• ФРАГМЕНТ ДЛЯ ЧТЕНИЯ:
>>>

Торжественно поприветствовав несколько ошарашенного Матисса (рыжебородый, в очках без ободков, тот внешне напоминал русского учителя гимназии), Брюсов отдал его на растерзание другой звезде московского символизма – поэту Андрею Белому. Изгибаясь и пританцовывая, тонкий, стремительный Белый (на блестящем французском) закидал Матисса вопросами о соотношении рисунка и цвета в современной живописи.

Скромно отклонив обращенный к нему Брюсовым и Белым титул “мэтра” (он попросил называть его “товарищем”), Матисс, полностью оправдав рекламные замыслы Щукина, произнес зажигательную речь, на следующий день подробно пересказанную во влиятельной газете “Утро России”, которую внимательно читали московские промышленники и банковские магнаты. Матисс доказывал, что живопись, пренебрегающая яркими локальными красками и смелым рисунком, обкрадывает себя и что натуралистически фиксировать цвет можно только в этюдах: “Основное назначение цвета – служить максимальной выразительности”[21]. Это заявление Матисса было встречено аплодисментами.

* * *

Общество “Свободная эстетика” считалось закрытым, для своих. Но уж совсем недоступным для посторонней публики было – особенно поначалу – кабаре “Летучая мышь”, существовавшее под эгидой Художественного театра. О нем ходили фантастические слухи: там-де под звуки оркестрика под управлением одного из основателей театра, Владимира Немировича-Данченко, другой его основатель, Константин Станиславский (тоже, кстати, из купцов), отплясывает канкан с величественной Ольгой Книппер-Чеховой, вдовой умершего в 1904 году знаменитого писателя и ведущей актрисой Художественного.

<<<

• УСЛОВИЯ УПРАЖНЕНИЯ:
• 1. Ответьте на вопросы по фрагменту о Матиссе в Москве:
(a) На каком языке Белый засыпал Матисса вопросами?
(b) Каким словом Матисс попросил называть его вместо «мэтра»?
(c) Под эгидой какого театра существовало кабаре «Летучая мышь»?
• 2. Переименуйте «Pinpoint» в «Locate» в записях на участке от строки, содержащей «Pinpoint yellow checkered», до конца записей включительно. Выведите только этот участок, остальное оставьте без изменений.

• ВХОДНЫЕ ЗАПИСИ:
>>>

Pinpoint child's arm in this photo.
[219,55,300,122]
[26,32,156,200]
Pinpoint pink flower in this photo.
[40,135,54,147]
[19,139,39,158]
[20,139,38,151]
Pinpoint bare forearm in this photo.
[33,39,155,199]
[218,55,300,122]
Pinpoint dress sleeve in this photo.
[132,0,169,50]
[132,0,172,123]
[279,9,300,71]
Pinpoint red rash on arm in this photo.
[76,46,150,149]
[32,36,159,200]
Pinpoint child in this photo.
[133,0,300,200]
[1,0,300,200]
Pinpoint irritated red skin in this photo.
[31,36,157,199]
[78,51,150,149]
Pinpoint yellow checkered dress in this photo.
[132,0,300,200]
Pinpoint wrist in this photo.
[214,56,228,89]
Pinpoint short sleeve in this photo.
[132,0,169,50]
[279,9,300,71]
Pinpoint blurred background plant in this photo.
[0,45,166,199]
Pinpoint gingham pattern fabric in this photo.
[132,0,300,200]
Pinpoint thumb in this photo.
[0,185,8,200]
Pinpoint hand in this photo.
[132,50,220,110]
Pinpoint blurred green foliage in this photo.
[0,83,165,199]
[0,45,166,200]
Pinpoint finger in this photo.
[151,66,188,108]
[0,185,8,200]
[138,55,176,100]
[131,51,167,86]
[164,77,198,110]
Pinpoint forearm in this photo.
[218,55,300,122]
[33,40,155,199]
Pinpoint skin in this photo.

<<<

• ОТВЕТЫ ПО ЗАДАНИЯМ:
• 1.
(a) На блестящем французском.
(b) «Товарищем».
(c) Художественного театра.

• 2.
Locate yellow checkered dress in this photo.
[132,0,300,200]
Locate wrist in this photo.
[214,56,228,89]
Locate short sleeve in this photo.
[132,0,169,50]
[279,9,300,71]
Locate blurred background plant in this photo.
[0,45,166,199]
Locate gingham pattern fabric in this photo.
[132,0,300,200]
Locate thumb in this photo.
[0,185,8,200]
Locate hand in this photo.
[132,50,220,110]
Locate blurred green foliage in this photo.
[0,83,165,199]
[0,45,166,200]
Locate finger in this photo.
[151,66,188,108]
[0,185,8,200]
[138,55,176,100]
[131,51,167,86]
[164,77,198,110]
Locate forearm in this photo.
[218,55,300,122]
[33,40,155,199]
Locate skin in this photo.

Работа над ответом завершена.